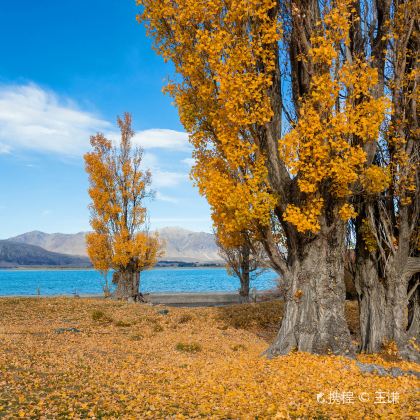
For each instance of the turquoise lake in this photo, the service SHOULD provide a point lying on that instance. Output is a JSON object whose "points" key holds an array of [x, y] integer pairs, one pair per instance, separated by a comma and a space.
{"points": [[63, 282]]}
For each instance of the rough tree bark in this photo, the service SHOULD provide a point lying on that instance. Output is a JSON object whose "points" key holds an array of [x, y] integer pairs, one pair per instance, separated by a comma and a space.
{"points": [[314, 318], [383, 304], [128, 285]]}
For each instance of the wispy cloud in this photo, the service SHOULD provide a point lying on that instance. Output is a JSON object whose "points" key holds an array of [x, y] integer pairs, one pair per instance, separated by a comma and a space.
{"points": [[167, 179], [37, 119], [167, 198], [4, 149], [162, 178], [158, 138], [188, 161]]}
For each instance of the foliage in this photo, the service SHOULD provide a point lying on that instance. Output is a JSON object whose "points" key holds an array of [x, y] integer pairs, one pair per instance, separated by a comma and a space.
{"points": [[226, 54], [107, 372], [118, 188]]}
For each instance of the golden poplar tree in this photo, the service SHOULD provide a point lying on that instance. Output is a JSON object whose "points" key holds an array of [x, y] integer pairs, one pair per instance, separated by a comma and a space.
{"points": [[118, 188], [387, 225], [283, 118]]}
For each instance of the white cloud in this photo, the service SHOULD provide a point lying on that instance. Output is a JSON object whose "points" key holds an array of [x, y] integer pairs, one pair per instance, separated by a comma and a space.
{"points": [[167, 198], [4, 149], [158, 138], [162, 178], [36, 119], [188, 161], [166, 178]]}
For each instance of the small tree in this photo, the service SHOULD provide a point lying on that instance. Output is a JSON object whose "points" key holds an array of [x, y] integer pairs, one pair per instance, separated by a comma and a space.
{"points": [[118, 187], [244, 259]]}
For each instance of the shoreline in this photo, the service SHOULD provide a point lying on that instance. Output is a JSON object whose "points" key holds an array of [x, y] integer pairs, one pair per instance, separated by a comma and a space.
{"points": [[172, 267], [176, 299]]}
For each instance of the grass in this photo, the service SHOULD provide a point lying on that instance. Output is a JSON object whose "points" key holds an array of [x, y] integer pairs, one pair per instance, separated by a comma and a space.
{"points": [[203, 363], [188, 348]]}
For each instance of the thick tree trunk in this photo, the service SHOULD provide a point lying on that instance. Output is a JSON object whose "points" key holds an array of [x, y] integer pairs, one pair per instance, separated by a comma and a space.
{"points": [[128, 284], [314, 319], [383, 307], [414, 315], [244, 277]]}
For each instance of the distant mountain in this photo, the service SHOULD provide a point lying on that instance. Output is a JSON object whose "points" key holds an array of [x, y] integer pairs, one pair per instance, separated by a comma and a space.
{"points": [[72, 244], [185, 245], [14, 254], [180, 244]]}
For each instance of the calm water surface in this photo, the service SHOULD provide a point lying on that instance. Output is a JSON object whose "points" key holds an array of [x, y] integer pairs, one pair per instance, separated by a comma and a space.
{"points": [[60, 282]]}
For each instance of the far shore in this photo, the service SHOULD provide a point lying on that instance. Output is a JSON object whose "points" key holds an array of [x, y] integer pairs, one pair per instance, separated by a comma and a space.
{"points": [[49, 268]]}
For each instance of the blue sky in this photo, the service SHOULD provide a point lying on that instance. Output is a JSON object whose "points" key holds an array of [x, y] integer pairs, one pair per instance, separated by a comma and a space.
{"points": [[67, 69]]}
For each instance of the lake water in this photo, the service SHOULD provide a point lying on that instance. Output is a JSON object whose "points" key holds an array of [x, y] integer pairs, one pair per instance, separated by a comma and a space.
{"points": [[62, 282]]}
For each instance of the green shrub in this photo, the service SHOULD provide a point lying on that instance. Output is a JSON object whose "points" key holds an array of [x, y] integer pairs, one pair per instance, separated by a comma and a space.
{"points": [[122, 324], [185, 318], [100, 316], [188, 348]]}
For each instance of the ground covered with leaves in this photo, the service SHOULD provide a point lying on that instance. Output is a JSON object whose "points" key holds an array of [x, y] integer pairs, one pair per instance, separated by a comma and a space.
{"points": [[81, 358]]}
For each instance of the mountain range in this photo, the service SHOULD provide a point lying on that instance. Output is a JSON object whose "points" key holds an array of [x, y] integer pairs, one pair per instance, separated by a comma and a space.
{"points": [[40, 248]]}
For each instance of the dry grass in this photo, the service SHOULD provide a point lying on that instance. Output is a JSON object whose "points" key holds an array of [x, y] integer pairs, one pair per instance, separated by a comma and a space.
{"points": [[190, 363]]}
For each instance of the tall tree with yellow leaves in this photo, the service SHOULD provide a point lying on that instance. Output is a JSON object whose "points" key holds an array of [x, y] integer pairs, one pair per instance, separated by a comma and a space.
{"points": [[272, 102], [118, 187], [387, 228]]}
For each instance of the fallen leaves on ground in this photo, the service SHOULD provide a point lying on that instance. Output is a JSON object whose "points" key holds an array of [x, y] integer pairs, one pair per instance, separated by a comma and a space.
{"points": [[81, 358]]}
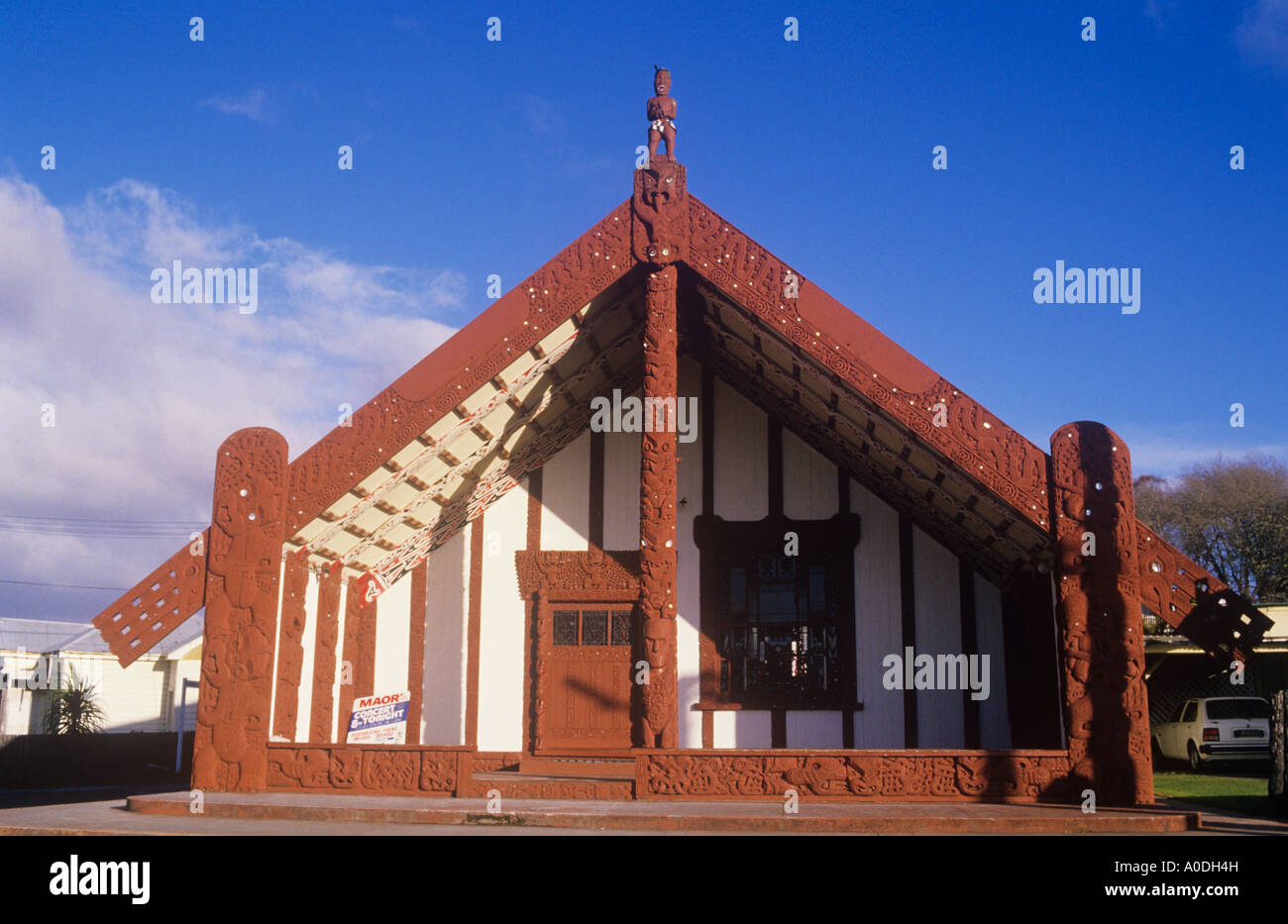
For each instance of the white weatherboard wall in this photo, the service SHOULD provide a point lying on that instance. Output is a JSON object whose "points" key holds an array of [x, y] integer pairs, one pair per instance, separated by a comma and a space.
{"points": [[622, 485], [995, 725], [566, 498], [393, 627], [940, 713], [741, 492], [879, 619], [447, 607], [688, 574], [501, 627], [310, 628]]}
==============================
Given instruction: Starting with the line that contains "For each instance of the white weatherboard" and going on through the end of the data, write those lines out again with "wall" swapped for "siding" and nothing else altered. Return only those lines.

Finished exercise:
For each instance of the white weatherboard siding in this photo, the service SHOULD provide a point lying on that instance. Output is a JSON object whose "points" key holds an array of [x, y] integer pairs, one pair per instance, separated by a comma and a space.
{"points": [[622, 485], [995, 725], [566, 498], [393, 627], [940, 713], [741, 492], [879, 619], [447, 607], [688, 574], [501, 627], [310, 628]]}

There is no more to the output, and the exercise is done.